Problem to solve:
Output only this range of the data below: the line that contains "Detect guitar soundhole." through the final line, both ends included, each retyped exactly.

_ _ _ _

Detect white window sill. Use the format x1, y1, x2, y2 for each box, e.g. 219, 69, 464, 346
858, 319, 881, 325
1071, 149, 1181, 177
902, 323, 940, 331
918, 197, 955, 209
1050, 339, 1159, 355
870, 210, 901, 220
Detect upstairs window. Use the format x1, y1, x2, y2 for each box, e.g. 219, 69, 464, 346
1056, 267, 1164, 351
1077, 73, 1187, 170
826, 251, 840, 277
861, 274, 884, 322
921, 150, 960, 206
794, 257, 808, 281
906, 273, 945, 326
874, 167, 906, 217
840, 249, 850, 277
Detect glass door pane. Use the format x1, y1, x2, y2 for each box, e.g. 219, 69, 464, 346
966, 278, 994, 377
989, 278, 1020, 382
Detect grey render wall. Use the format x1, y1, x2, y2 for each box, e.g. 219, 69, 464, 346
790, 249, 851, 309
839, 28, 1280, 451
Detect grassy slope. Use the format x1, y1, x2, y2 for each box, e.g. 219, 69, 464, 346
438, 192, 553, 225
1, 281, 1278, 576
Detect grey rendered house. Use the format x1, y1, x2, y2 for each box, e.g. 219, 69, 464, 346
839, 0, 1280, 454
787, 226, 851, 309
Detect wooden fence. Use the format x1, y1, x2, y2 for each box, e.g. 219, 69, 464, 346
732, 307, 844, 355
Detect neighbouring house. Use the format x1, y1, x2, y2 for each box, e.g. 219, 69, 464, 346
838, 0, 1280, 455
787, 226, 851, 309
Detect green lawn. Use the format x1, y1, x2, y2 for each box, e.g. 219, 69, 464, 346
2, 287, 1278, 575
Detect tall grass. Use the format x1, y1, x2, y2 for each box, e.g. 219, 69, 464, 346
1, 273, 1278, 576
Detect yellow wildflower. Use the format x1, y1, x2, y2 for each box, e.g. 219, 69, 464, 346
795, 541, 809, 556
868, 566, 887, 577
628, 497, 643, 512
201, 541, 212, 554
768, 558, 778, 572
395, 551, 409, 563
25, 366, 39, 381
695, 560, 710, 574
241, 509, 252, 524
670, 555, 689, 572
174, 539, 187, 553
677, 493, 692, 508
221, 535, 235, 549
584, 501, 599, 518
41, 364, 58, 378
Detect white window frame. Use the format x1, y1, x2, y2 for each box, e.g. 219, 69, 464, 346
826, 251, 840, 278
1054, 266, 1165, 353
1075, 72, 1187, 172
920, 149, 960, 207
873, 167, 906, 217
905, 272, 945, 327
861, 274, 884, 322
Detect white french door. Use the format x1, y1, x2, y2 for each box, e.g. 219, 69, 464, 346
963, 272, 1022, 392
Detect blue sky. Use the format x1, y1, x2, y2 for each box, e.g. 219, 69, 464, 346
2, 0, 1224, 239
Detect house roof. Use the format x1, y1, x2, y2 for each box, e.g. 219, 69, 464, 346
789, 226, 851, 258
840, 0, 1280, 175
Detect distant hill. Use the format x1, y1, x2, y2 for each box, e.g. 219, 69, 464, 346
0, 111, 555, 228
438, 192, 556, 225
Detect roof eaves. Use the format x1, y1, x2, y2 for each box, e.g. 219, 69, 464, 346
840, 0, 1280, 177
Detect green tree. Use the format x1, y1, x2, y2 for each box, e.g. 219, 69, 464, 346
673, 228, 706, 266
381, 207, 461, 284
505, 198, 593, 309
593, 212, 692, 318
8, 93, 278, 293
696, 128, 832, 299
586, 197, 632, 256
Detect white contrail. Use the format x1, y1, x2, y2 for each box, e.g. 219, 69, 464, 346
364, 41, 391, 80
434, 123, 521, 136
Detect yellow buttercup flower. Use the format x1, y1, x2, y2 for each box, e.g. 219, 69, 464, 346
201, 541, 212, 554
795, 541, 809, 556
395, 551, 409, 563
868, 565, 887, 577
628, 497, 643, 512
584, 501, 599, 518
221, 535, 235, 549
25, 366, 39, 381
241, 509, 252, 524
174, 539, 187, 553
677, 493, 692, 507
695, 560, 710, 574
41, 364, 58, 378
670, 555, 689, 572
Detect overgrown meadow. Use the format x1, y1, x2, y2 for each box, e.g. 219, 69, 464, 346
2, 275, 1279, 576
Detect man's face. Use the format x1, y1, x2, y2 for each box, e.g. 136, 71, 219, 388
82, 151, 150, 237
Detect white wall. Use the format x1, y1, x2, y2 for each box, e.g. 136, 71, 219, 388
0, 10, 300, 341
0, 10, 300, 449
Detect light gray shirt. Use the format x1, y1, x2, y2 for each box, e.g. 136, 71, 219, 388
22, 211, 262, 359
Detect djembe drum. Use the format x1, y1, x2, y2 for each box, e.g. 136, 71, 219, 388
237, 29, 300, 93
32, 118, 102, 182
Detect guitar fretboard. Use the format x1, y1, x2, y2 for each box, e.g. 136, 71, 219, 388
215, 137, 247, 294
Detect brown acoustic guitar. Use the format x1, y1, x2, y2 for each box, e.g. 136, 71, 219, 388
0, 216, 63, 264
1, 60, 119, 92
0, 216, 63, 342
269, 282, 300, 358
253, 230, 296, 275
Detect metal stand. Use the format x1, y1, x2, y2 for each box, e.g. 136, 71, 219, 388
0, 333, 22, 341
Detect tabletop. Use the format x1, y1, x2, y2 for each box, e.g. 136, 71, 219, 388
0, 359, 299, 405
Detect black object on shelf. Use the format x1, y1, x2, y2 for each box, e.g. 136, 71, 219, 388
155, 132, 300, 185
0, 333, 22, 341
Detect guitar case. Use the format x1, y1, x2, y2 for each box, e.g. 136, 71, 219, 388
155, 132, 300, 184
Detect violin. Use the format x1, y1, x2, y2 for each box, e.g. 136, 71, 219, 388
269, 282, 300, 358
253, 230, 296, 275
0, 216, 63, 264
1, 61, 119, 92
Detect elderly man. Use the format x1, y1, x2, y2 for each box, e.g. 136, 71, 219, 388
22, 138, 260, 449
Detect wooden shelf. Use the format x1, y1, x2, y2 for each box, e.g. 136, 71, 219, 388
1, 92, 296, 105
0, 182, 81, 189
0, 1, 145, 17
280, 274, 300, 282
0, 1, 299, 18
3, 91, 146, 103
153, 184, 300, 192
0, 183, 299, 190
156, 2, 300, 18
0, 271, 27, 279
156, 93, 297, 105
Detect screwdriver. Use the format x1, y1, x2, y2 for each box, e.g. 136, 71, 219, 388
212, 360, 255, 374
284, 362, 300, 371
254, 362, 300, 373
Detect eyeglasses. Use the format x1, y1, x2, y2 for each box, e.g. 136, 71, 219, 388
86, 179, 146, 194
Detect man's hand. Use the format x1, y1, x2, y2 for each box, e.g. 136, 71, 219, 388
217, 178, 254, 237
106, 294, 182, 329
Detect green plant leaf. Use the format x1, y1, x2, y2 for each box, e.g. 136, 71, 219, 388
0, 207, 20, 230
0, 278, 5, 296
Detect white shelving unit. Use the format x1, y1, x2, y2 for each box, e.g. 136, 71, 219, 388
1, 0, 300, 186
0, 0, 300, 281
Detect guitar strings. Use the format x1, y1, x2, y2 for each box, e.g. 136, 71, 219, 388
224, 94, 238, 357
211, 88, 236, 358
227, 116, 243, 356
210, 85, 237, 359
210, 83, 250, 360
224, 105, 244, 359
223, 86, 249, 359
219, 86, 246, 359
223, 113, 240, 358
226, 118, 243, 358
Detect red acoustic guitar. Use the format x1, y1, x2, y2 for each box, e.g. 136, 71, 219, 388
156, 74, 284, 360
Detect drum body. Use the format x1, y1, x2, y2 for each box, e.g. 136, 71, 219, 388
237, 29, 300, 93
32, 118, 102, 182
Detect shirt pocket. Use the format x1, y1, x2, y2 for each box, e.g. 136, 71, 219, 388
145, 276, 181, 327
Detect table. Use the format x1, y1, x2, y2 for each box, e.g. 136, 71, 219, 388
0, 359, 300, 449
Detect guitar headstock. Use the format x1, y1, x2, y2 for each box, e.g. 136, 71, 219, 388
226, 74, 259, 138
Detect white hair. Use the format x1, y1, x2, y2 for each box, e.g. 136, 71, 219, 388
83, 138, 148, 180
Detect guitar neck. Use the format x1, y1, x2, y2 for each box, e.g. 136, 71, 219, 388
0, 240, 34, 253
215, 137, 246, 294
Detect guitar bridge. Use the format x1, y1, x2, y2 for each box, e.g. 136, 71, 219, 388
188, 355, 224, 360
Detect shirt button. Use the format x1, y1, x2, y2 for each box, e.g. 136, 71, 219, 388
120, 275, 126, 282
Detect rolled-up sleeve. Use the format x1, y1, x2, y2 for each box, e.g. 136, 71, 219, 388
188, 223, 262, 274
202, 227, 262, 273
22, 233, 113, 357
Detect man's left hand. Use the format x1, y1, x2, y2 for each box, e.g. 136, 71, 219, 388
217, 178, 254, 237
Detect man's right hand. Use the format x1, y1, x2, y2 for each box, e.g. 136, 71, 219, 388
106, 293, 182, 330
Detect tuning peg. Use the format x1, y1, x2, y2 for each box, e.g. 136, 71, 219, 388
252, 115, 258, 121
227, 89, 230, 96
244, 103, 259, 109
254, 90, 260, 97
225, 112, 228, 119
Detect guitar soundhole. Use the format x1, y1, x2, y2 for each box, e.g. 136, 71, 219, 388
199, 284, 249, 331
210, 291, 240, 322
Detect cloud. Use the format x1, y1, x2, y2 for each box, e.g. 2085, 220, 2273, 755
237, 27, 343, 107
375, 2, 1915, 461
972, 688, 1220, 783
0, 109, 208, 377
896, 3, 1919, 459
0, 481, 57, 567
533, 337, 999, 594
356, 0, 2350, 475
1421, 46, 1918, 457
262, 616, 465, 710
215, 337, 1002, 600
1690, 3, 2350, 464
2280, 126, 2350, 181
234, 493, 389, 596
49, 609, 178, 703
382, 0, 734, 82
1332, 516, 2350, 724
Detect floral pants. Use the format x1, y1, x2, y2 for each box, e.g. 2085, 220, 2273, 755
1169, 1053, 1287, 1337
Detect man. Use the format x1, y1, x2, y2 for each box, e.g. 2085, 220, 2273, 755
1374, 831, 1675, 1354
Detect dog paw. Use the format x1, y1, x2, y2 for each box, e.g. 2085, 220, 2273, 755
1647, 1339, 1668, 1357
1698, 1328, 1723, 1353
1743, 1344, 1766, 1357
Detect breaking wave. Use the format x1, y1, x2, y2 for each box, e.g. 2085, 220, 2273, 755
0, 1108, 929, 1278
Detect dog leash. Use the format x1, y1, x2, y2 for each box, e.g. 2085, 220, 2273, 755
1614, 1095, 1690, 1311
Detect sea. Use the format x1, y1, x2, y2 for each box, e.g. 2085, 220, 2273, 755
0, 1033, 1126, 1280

_ _ _ _

Reply:
Detect guitar soundhole. Use the format x1, y1, x2, y2 for each box, e.g. 136, 71, 219, 388
199, 284, 249, 331
210, 291, 240, 322
Detect cloud. Use the format x1, y1, x2, y2 for each box, e.g. 2085, 220, 2273, 755
237, 27, 343, 107
375, 2, 1915, 461
972, 688, 1220, 783
0, 109, 208, 377
896, 3, 1919, 459
0, 481, 57, 567
533, 337, 999, 594
356, 0, 2350, 475
1421, 46, 1918, 457
262, 616, 465, 710
215, 337, 1002, 600
1690, 3, 2350, 464
2280, 126, 2350, 181
234, 493, 389, 596
49, 609, 178, 703
382, 0, 734, 82
1332, 516, 2350, 724
Detect floral pants. Use the format x1, y1, x2, y2 for each box, e.g. 2085, 220, 2273, 755
1169, 1053, 1287, 1337
Detect man. Use the format x1, y1, x2, y2 for each box, e.g. 2085, 220, 2273, 755
1374, 831, 1675, 1354
Detect dog paw. Use the format x1, y1, x2, y2 for each box, e.g. 2085, 220, 2273, 755
1647, 1339, 1668, 1357
1698, 1328, 1723, 1353
1743, 1344, 1766, 1357
Detect breaking wave. Use the format x1, y1, x2, y2 for each box, e.g. 2085, 220, 2273, 755
0, 1108, 929, 1278
Detect dog leash. Use the format x1, y1, x2, y2 for each box, e.g. 2085, 220, 2273, 755
1614, 1095, 1690, 1311
Detect sea. Use the format x1, y1, x2, y2 for each box, e.g. 2085, 220, 2273, 755
0, 1033, 1126, 1280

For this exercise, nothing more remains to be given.